Optimizing Your Apache Hive Queries
Updated: Aug 17
Apache Hive is a data warehouse which is great for gathering analytics on large datasets (terabytes and petabytes of data) stored in Hadoop's HDFS.
In this series we will discuss features and optimizations that can speed up your performance when using Hive. The first article in this series will talk about partitions, and the map side join feature.
Partitions in Hive allow you to store relatable information together in the same directory. This allows you to search a directory when filtering on the partitioned column rather than the entire dataset.
Lets consider an example:
First we create a table (users) with a partitioned column (city).
CREATE TABLE IF NOT EXISTS users (first_name STRING, age INT) PARTITIONED BY (city STRING) ROW FORMAT DELIMITED FIELDS TERMINATED BY "," LINES TERMINATED BY "\n"
Note that the table is formatted so a CSV (comma separated value) file can be loaded in
Let's create a CSV file (with the name users_ny.csv) containing the first name and age of the users. Note that the users in this file will be from the city of New York
Varun,23 John,25 Dylan,18 Alyssa,28 Suresh,27 Jane,25 David,19 Chris,23
Lets load the CSV file into our users table. Note that we specify the partition column city='NY'
LOAD DATA LOCAL INPATH '/root/users_ny.csv' INTO TABLE users PARTITION(city='NY')
Lets create another CSV file (with the name users_ca.csv) with first name and age of the users. Note that the users in this file will be from California
Kawhi, 27 Lebron,34 Mary,24 Olivia,28 Emily,33 Ella,55 Noah,25 William,27
Lets load the CSV file into our users table. Note that we specify the partition city='CA'
LOAD DATA LOCAL INPATH '/root/users_ca.csv' INTO TABLE users PARTITION(city='CA')

*Supplied information:*
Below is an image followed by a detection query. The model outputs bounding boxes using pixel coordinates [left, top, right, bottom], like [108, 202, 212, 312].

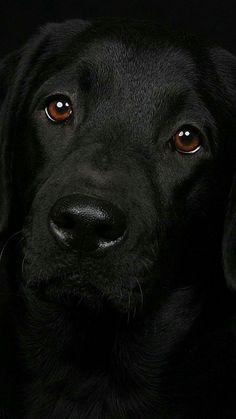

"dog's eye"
[173, 127, 201, 154]
[45, 97, 73, 122]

*Challenges:*
1) In the Hive article, rewrite the paragraph beginning "Partitions in Hive allow you" more briefly, keeping its main facts.
2) From the Hive article, list every first name in the file users_ny.csv.
3) Pick up the Hive article after its last sentence and continue it.

*The results:*
1) Hive partitions keep related information in one directory, so a filter on the partitioned column searches only that directory rather than the whole dataset.

2) Varun, John, Dylan, Alyssa, Suresh, Jane, David, Chris

3)
Now that our data is in the users table let's search the HDFS directory where our table is stored
hdfs dfs -ls /user/hive/warehouse/users
The output of this command is as follows:
Note that we have two separate directories, one for each value of the city column (California and New York). This is because we have partitioned the city column.
Now if we were to query the users table with a filter on the city column Hive will only search a single directory. This greatly improves performance
For example, if we were to query where city=NY Hive will only search the /user/hive/warehouse/users/city=NY directory and not the city=CA dir
Lets understand the performance impact of not partitioning your table
Performance with partitioning
SELECT * FROM users WHERE city='NY'Time taken: 0.768 seconds, Fetched: 8 row(s) SELECT * FROM users WHERE city='CA'Time taken: 0.126 seconds, Fetched: 8 row(s)
Performance without partitioning
SELECT * FROM users WHERE city='NY'Time taken: 23.105 seconds, Fetched: 8 row(s) SELECT * FROM users WHERE city='CA'Time taken: 23.611 seconds, Fetched: 8 row(s)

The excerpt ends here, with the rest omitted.